• **WORK TO DO**
Write out exactly, please, the lines from the one containing "One point belongs on each instance of the shoreline." to the end of the material.

• **PROVIDED RECORDS**
= = = = =

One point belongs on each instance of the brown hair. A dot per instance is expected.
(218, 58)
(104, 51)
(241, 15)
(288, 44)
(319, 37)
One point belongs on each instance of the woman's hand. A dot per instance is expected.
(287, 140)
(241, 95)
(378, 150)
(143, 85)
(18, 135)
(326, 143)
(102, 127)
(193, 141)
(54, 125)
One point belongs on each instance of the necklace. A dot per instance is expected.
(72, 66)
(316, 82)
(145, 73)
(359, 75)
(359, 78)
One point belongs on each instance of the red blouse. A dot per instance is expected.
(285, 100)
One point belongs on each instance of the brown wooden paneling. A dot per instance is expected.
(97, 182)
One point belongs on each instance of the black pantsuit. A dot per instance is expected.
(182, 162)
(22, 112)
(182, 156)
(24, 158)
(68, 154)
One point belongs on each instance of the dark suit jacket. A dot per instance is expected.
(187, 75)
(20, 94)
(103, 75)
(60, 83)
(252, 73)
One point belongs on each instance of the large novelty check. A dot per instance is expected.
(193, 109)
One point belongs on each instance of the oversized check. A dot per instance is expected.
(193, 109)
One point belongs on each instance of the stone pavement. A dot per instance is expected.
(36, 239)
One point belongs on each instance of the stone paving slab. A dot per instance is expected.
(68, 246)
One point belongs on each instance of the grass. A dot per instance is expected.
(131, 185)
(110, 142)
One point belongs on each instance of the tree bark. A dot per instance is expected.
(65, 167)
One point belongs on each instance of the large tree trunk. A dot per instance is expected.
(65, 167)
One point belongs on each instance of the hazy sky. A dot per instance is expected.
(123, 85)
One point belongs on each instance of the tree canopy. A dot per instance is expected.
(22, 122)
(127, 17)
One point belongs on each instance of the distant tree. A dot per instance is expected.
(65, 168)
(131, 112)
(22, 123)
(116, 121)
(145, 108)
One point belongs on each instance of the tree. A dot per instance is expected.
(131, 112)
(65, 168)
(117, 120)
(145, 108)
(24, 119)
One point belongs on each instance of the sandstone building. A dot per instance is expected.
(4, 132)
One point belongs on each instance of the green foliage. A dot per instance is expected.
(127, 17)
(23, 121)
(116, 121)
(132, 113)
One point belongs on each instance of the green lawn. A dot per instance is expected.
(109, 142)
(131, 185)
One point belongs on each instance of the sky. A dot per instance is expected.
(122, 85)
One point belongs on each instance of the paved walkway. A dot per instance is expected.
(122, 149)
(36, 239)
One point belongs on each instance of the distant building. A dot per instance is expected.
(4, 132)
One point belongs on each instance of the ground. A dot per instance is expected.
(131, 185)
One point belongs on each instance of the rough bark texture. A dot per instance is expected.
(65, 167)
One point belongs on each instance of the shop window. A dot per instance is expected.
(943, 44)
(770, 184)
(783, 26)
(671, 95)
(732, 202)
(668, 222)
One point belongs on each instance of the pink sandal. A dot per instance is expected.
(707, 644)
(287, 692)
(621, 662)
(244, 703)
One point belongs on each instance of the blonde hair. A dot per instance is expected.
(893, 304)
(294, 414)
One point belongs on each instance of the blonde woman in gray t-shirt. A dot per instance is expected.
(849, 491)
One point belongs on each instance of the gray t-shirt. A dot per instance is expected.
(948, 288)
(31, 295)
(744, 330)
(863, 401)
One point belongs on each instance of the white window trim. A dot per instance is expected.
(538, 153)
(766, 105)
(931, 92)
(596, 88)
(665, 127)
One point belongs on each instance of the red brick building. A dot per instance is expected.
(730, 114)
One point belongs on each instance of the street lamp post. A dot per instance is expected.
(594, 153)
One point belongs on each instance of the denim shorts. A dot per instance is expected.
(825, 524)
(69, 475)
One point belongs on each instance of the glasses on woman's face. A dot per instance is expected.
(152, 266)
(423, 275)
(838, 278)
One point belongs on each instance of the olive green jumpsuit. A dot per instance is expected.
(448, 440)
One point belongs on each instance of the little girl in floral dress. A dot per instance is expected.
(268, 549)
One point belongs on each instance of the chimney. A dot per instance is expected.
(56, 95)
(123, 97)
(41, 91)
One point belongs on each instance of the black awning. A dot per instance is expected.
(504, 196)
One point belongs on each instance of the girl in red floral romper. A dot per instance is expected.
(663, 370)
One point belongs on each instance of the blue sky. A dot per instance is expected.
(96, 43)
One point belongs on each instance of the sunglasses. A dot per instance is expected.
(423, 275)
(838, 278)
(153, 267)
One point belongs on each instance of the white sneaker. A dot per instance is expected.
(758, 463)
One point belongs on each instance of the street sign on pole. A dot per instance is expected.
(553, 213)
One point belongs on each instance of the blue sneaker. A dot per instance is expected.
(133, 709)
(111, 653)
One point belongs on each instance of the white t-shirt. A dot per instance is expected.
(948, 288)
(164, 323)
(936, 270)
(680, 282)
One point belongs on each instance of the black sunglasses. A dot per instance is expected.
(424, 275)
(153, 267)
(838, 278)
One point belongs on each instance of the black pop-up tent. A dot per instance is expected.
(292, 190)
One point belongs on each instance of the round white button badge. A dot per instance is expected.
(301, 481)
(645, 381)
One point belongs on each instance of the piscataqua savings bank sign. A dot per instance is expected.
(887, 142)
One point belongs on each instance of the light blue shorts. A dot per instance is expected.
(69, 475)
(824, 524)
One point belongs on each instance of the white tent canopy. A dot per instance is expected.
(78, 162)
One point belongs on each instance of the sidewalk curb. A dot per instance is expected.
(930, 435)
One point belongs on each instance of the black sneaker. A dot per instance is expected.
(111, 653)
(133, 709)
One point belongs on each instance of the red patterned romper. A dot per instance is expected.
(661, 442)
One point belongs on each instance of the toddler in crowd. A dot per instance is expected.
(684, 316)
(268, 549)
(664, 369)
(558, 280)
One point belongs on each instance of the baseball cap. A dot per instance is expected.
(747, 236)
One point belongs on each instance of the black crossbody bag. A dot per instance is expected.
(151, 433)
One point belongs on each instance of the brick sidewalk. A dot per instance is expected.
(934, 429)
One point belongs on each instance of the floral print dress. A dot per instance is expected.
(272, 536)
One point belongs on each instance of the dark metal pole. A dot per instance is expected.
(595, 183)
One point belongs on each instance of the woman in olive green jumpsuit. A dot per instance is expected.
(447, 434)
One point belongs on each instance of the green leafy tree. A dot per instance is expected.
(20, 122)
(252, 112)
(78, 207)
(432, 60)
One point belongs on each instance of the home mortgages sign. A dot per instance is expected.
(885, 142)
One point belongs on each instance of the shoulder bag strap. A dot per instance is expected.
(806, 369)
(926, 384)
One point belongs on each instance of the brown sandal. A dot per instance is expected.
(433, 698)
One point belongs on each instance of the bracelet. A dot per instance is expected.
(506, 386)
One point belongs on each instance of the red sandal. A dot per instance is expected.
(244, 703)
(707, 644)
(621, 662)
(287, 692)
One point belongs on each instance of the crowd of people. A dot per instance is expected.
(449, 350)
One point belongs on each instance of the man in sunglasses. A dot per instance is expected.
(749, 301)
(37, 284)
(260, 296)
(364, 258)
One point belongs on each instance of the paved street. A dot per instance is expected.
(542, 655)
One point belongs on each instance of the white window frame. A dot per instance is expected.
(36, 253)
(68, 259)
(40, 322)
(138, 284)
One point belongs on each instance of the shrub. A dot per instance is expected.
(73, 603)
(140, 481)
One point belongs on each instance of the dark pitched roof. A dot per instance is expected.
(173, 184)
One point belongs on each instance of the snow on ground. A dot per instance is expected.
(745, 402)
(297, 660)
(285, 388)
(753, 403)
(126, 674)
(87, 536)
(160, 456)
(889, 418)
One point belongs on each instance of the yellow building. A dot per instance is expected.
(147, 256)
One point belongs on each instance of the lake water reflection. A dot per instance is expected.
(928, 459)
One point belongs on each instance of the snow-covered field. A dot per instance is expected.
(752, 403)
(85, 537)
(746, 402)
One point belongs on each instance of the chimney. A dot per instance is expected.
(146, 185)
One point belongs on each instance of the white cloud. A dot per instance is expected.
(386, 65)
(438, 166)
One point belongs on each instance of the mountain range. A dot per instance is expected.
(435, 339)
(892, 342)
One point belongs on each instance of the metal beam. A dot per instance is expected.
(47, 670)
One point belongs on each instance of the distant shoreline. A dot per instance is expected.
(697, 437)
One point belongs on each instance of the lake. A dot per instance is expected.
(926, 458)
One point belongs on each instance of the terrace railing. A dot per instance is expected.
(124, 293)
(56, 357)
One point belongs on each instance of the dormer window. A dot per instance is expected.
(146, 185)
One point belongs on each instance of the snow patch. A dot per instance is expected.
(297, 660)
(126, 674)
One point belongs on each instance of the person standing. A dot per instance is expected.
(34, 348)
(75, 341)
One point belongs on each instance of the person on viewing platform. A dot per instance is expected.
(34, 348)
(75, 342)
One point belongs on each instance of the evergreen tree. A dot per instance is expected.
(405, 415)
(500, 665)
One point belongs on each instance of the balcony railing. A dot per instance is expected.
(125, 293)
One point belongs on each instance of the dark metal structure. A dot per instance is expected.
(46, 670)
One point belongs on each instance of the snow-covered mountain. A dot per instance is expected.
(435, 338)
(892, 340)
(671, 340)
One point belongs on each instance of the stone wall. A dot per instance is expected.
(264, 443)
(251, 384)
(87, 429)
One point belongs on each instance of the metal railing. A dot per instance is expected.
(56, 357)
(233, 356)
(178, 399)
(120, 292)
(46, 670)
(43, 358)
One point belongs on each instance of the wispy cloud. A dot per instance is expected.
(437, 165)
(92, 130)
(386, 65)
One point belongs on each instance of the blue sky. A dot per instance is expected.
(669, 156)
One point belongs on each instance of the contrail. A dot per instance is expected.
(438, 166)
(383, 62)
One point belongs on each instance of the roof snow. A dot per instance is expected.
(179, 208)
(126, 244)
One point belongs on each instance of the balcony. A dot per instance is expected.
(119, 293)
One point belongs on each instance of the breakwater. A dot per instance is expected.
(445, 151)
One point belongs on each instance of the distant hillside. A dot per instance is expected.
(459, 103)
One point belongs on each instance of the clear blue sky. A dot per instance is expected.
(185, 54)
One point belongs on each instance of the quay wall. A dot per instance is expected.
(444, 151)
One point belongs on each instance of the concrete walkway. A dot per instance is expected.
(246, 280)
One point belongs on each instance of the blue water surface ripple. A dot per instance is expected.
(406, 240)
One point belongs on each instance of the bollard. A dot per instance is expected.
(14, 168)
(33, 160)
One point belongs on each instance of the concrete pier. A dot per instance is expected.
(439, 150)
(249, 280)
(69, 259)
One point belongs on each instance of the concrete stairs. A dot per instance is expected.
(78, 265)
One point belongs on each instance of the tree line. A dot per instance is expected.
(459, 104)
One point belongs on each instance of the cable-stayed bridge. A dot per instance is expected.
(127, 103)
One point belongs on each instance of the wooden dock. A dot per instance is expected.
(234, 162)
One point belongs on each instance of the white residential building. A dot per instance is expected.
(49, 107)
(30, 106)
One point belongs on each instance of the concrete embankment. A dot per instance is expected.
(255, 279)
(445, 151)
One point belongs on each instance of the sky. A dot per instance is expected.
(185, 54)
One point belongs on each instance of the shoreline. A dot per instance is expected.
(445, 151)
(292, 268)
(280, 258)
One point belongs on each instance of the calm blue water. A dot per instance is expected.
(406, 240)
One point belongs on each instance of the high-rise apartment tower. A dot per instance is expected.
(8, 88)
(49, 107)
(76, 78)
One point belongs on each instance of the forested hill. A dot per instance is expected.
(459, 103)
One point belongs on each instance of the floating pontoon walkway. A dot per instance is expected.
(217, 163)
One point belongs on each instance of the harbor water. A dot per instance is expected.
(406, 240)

= = = = =

• **TASK SOLUTION**
One point belongs on each instance of the shoreline. A dot per instance is expected.
(445, 151)
(292, 268)
(280, 258)
One point belongs on each instance of the calm blue water. A dot per instance is expected.
(406, 240)
One point belongs on each instance of the high-rise apartment tower. A dot per instance is expected.
(8, 88)
(49, 107)
(76, 78)
One point belongs on each instance of the forested hill. A dot per instance is expected.
(459, 103)
One point belongs on each instance of the floating pontoon walkway. A dot per instance is expected.
(217, 163)
One point belongs on each instance of the harbor water. A dot per instance is expected.
(406, 240)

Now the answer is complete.